• [PASSAGE]:
——————————

# Dry Pack for laying porcelain tile on exterior patio



## Kyong (Sep 4, 2015)

Hi everyone,

-I am new to Contractor Talk. I read the posts and find them to be very insightful and that is why I decided to join.

THE PROJECT'S BACKGROUND
-The project that I am working on is the construction of a patio that is about 20 x 25 ft. The project is being carried out in Toronto-Canada where we experience sub zero temperatures in winter. The soil also freezes during that time.
- It was initially planned to lay pavers on the patio. That would include digging and putting a 4 to 6 inch gravel base by compacting crushed stones (mix of stone and screening). Then I would have laid over the gravel base a layer of 1-1/2" of screening (sand) as a bed for the paving stones.

-THE PROBLEM
The project took another direction when the customer wanted to have porcelain tiles laid instead of pavers.

——————————

• [MATERIAL]:
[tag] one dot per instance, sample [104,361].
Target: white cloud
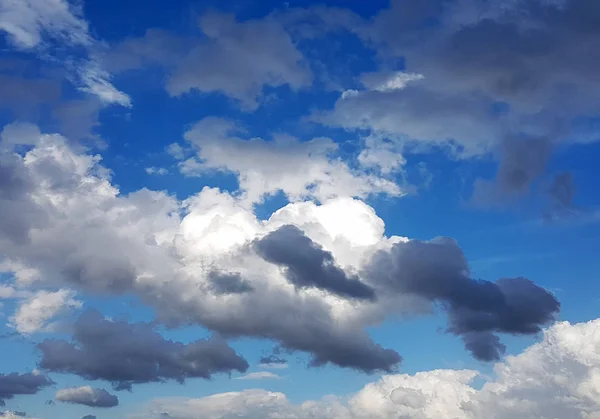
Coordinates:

——————————

• [OBJECTIVE 1]:
List every measurement given in the patio post, along with what each one describes.
• [OBJECTIVE 2]:
Reproduce the patio post word for word, starting at "## Kyong (Sep" and ending at "instead of pavers.".
The lines play no part in this work.

• [EXERCISE SOLUTION 1]:
- 20 x 25 ft: the approximate size of the patio
- 4 to 6 inch: the depth of the gravel base of compacted crushed stones
- 1-1/2": the layer of screening (sand) over the gravel base, as a bed for the paving stones

• [EXERCISE SOLUTION 2]:
## Kyong (Sep 4, 2015)

Hi everyone,

-I am new to Contractor Talk. I read the posts and find them to be very insightful and that is why I decided to join.

THE PROJECT'S BACKGROUND
-The project that I am working on is the construction of a patio that is about 20 x 25 ft. The project is being carried out in Toronto-Canada where we experience sub zero temperatures in winter. The soil also freezes during that time.
- It was initially planned to lay pavers on the patio. That would include digging and putting a 4 to 6 inch gravel base by compacting crushed stones (mix of stone and screening). Then I would have laid over the gravel base a layer of 1-1/2" of screening (sand) as a bed for the paving stones.

-THE PROBLEM
The project took another direction when the customer wanted to have porcelain tiles laid instead of pavers.